>>>

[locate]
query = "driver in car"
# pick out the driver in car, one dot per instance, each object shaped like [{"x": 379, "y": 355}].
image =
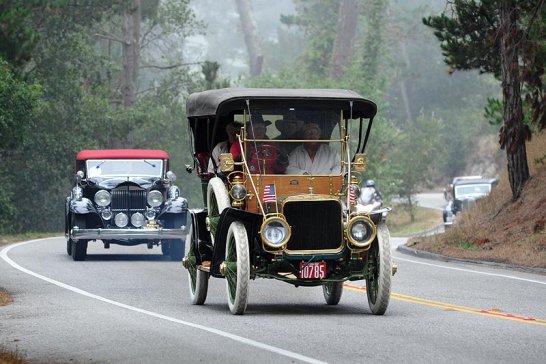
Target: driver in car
[
  {"x": 313, "y": 157},
  {"x": 262, "y": 157}
]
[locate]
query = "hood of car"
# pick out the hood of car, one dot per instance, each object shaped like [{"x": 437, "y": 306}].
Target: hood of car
[{"x": 113, "y": 182}]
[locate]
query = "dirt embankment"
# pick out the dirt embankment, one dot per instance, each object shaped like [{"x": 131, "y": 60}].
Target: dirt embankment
[{"x": 498, "y": 229}]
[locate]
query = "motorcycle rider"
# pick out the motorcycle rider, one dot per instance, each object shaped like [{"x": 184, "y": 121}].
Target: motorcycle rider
[{"x": 369, "y": 195}]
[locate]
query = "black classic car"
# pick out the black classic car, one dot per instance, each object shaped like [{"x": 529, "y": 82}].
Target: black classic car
[
  {"x": 271, "y": 215},
  {"x": 126, "y": 197},
  {"x": 464, "y": 192}
]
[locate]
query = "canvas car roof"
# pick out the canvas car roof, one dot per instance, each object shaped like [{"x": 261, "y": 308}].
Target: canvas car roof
[
  {"x": 122, "y": 154},
  {"x": 219, "y": 101}
]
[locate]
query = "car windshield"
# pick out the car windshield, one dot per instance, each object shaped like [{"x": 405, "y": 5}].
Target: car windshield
[
  {"x": 472, "y": 190},
  {"x": 124, "y": 168},
  {"x": 293, "y": 142}
]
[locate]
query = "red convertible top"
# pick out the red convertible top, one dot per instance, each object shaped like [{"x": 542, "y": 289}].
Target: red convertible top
[{"x": 122, "y": 154}]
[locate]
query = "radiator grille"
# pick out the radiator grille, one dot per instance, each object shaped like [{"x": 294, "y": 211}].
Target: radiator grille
[
  {"x": 128, "y": 199},
  {"x": 316, "y": 225}
]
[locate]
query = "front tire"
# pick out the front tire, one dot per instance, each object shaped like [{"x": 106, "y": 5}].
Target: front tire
[
  {"x": 237, "y": 268},
  {"x": 332, "y": 292},
  {"x": 198, "y": 280},
  {"x": 378, "y": 285}
]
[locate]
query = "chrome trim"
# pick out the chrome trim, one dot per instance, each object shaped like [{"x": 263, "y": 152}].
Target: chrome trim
[{"x": 147, "y": 234}]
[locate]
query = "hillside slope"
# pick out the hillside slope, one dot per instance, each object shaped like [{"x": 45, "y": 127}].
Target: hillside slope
[{"x": 499, "y": 229}]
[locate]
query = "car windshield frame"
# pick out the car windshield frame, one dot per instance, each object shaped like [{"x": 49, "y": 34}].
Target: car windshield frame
[{"x": 112, "y": 168}]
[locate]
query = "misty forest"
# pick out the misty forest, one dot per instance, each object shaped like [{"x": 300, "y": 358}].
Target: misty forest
[{"x": 458, "y": 84}]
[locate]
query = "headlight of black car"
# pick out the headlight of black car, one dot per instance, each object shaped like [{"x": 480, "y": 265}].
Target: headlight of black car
[
  {"x": 77, "y": 193},
  {"x": 103, "y": 198},
  {"x": 238, "y": 192},
  {"x": 155, "y": 198},
  {"x": 275, "y": 232},
  {"x": 174, "y": 192}
]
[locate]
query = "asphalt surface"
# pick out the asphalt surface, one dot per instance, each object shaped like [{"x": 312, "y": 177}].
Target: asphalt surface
[{"x": 131, "y": 305}]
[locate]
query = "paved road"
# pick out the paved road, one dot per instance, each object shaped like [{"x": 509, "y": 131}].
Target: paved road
[{"x": 130, "y": 305}]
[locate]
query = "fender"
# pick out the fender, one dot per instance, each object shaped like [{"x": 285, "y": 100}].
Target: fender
[
  {"x": 202, "y": 243},
  {"x": 84, "y": 206},
  {"x": 252, "y": 223}
]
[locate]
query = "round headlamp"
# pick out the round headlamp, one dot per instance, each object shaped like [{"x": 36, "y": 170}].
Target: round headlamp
[
  {"x": 103, "y": 198},
  {"x": 150, "y": 214},
  {"x": 106, "y": 214},
  {"x": 155, "y": 198},
  {"x": 238, "y": 192},
  {"x": 174, "y": 192},
  {"x": 77, "y": 193},
  {"x": 361, "y": 231},
  {"x": 275, "y": 232},
  {"x": 121, "y": 220},
  {"x": 137, "y": 219}
]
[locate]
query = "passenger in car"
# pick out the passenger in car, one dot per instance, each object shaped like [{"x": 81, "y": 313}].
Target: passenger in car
[
  {"x": 314, "y": 157},
  {"x": 262, "y": 156},
  {"x": 290, "y": 128},
  {"x": 232, "y": 129}
]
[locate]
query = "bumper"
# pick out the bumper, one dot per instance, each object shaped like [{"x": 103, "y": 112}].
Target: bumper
[{"x": 145, "y": 234}]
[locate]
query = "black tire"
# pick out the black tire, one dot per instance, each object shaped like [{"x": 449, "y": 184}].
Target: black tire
[
  {"x": 237, "y": 271},
  {"x": 198, "y": 280},
  {"x": 79, "y": 248},
  {"x": 332, "y": 292},
  {"x": 177, "y": 249},
  {"x": 378, "y": 286}
]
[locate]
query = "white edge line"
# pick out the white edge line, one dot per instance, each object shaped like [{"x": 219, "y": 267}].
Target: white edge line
[
  {"x": 250, "y": 342},
  {"x": 470, "y": 271}
]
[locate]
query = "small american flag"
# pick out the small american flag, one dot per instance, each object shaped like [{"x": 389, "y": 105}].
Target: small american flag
[
  {"x": 352, "y": 194},
  {"x": 269, "y": 193}
]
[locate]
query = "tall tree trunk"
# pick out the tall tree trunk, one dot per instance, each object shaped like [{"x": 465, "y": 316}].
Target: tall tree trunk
[
  {"x": 513, "y": 132},
  {"x": 252, "y": 39},
  {"x": 345, "y": 32},
  {"x": 131, "y": 50},
  {"x": 403, "y": 88}
]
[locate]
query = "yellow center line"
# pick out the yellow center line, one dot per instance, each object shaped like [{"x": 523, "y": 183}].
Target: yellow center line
[{"x": 450, "y": 307}]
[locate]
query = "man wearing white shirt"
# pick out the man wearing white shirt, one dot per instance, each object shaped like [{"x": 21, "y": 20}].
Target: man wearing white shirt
[
  {"x": 232, "y": 129},
  {"x": 315, "y": 157}
]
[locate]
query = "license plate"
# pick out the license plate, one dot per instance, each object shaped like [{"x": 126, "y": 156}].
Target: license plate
[{"x": 312, "y": 270}]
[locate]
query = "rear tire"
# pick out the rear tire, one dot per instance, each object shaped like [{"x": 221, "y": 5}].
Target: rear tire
[
  {"x": 237, "y": 268},
  {"x": 378, "y": 286},
  {"x": 217, "y": 201},
  {"x": 197, "y": 279}
]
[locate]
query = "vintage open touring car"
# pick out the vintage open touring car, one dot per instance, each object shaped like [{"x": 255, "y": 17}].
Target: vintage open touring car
[
  {"x": 125, "y": 197},
  {"x": 281, "y": 202}
]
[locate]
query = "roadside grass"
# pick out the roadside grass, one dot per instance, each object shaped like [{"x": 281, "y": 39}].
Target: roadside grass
[
  {"x": 500, "y": 229},
  {"x": 400, "y": 224}
]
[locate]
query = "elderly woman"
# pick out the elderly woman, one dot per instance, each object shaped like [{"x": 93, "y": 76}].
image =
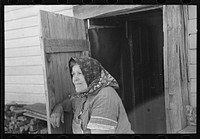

<<<

EXERCISE DESCRIPTION = Filter the rows above, keeping only the lines that contain the word "open". Copy each such line unchanged.

SOLUTION =
query = "vintage open touring car"
# pick out the vintage open touring car, one dot per instance, each object shaped like [{"x": 255, "y": 17}].
Target: vintage open touring car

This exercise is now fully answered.